#### Beitrag:
····················
# Gif-Animation in Html belastet CPU



## Klingel (21. Mai 2004)

hallo alle zusammen.

also ich hab folgendes problem vielleicht habt ihr ein tip für mich:

ich habe mehrere banner mit adobe image ready als gif-animation erstellt und habe die in meine html eingebaut. ca. 3-5 banner sind das. das problem jetzt in meiner webseite ist, dass durch diese gif-animationen mein cpu sehr stark belastet wird sodass die animation nicht flüssig läuft, obwohl ich ein 2 ghz cpu und eine gute radeon garfikkarte habe. da die cpu so stark belastet ist, kann man auch nebenbei nicht vieles machen.

ist es normal das bei gif-animatioen  die cpu so stark belastet wird? kennt ihr eine lösung? an einem anderen rechner ist es auch gleich.

gruss.
klingel.


----------



## Sven Mintel (21. Mai 2004)

Das ist normal

Die Lösung wäre, die Banner etwas weniger aufwendig zu gestalten....im speziellen solltest du mit den Bilödsequenzen pro sec. heruntergehen.

Wenn du nicht auf Qualität verzichten willst, ist oftmals auch Flash eine brauchbare Alternative.


----------
····················
#### Auszüge der Einträge:
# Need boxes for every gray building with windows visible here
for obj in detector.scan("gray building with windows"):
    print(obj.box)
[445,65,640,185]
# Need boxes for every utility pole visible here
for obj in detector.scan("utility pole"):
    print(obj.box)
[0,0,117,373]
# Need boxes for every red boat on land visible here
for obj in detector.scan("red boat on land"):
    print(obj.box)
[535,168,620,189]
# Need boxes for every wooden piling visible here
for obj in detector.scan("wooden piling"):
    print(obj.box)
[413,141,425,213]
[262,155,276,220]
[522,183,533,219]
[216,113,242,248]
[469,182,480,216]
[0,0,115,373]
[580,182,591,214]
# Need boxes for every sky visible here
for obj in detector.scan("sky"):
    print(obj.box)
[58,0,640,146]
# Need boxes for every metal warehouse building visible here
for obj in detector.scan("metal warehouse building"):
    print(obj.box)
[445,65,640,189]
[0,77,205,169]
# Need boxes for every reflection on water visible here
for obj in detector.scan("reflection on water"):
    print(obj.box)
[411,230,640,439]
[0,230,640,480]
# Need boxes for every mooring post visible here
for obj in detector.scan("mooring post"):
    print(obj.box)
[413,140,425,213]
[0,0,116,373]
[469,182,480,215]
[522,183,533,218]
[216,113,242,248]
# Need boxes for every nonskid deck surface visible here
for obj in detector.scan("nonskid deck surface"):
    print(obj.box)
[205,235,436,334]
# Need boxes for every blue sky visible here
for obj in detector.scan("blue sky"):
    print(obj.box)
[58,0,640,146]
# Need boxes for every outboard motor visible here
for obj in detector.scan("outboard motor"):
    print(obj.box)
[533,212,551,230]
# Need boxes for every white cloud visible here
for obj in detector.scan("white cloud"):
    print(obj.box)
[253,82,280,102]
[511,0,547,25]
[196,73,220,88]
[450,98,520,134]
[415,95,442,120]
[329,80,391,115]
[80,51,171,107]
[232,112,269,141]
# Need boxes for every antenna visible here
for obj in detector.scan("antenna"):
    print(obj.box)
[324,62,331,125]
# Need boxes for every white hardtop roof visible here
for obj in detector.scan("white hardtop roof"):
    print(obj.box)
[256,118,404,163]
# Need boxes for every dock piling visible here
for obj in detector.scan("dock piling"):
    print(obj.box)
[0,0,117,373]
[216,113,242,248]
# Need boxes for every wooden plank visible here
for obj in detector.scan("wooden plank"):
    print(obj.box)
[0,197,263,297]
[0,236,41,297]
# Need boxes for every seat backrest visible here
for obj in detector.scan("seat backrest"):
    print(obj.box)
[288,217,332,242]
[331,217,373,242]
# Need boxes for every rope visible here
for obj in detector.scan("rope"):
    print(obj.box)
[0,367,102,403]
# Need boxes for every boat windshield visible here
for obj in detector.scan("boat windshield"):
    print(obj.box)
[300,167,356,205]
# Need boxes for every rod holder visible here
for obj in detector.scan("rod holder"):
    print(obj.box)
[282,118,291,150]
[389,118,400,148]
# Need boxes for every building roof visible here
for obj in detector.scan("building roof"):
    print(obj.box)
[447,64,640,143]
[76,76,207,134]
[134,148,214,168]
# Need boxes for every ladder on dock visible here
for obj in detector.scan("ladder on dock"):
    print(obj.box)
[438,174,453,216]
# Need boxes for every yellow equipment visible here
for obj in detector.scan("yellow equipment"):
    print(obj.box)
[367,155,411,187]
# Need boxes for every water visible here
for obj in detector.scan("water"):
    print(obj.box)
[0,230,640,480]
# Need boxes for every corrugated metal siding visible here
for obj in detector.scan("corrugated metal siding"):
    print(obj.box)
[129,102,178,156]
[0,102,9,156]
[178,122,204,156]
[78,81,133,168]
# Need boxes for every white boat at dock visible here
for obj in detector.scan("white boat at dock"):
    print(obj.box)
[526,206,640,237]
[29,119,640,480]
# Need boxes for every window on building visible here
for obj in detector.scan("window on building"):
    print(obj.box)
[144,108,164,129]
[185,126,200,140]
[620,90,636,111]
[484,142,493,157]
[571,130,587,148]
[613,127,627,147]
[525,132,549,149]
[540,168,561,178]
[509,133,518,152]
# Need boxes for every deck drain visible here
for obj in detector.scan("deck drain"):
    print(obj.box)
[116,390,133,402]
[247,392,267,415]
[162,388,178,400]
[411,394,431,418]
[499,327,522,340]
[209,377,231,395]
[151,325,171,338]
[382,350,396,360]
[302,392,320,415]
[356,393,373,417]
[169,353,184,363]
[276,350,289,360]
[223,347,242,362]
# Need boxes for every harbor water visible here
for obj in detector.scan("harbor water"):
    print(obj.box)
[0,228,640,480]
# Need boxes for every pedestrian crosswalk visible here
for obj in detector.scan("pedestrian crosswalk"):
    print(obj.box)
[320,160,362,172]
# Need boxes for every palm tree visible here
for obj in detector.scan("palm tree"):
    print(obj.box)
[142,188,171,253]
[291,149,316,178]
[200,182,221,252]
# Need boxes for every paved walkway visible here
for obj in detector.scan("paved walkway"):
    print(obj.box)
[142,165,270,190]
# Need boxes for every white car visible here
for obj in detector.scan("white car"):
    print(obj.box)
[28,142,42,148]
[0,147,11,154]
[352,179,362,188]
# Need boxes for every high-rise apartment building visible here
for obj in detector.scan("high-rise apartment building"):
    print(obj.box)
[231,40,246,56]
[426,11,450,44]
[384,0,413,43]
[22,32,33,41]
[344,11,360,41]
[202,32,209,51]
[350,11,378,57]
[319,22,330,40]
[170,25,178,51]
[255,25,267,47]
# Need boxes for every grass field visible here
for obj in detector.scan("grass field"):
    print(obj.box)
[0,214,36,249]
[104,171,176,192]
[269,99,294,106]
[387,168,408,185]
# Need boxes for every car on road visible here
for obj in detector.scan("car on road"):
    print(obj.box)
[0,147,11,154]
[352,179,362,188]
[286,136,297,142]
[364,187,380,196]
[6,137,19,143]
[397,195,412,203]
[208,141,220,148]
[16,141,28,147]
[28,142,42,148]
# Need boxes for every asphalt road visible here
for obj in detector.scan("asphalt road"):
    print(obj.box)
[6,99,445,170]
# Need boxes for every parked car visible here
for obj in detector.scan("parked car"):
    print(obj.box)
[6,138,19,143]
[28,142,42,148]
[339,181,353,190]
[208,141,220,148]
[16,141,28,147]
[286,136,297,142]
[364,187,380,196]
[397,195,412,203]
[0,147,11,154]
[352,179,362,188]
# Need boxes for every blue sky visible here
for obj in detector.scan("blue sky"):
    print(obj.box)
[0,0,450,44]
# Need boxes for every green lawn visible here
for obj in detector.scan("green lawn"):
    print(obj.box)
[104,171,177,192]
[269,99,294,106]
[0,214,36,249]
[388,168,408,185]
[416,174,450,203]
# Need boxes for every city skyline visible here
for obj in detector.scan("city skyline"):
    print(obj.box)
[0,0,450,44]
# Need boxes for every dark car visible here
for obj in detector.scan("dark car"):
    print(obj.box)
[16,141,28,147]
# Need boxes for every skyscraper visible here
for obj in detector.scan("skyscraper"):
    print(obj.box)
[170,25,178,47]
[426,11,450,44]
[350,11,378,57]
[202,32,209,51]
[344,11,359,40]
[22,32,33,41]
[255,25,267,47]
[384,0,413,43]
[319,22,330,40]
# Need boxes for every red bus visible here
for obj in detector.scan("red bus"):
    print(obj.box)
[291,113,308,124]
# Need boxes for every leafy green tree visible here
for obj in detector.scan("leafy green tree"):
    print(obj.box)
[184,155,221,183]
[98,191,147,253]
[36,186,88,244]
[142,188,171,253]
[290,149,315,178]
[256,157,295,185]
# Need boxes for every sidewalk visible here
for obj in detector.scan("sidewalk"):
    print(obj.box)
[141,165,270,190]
····················
#### Aufgabe:
Kannst du aus dem Beitrag über die CPU-Last durch GIF-Animationen den Abschnitt wortgetreu wiedergeben, der bei den Worten „## Klingel (21.“ beginnt und nach „es auch gleich.“ aufhört?

#### Richtige Antwort:
## Klingel (21. Mai 2004)

hallo alle zusammen.

also ich hab folgendes problem vielleicht habt ihr ein tip für mich:

ich habe mehrere banner mit adobe image ready als gif-animation erstellt und habe die in meine html eingebaut. ca. 3-5 banner sind das. das problem jetzt in meiner webseite ist, dass durch diese gif-animationen mein cpu sehr stark belastet wird sodass die animation nicht flüssig läuft, obwohl ich ein 2 ghz cpu und eine gute radeon garfikkarte habe. da die cpu so stark belastet ist, kann man auch nebenbei nicht vieles machen.

ist es normal das bei gif-animatioen  die cpu so stark belastet wird? kennt ihr eine lösung? an einem anderen rechner ist es auch gleich.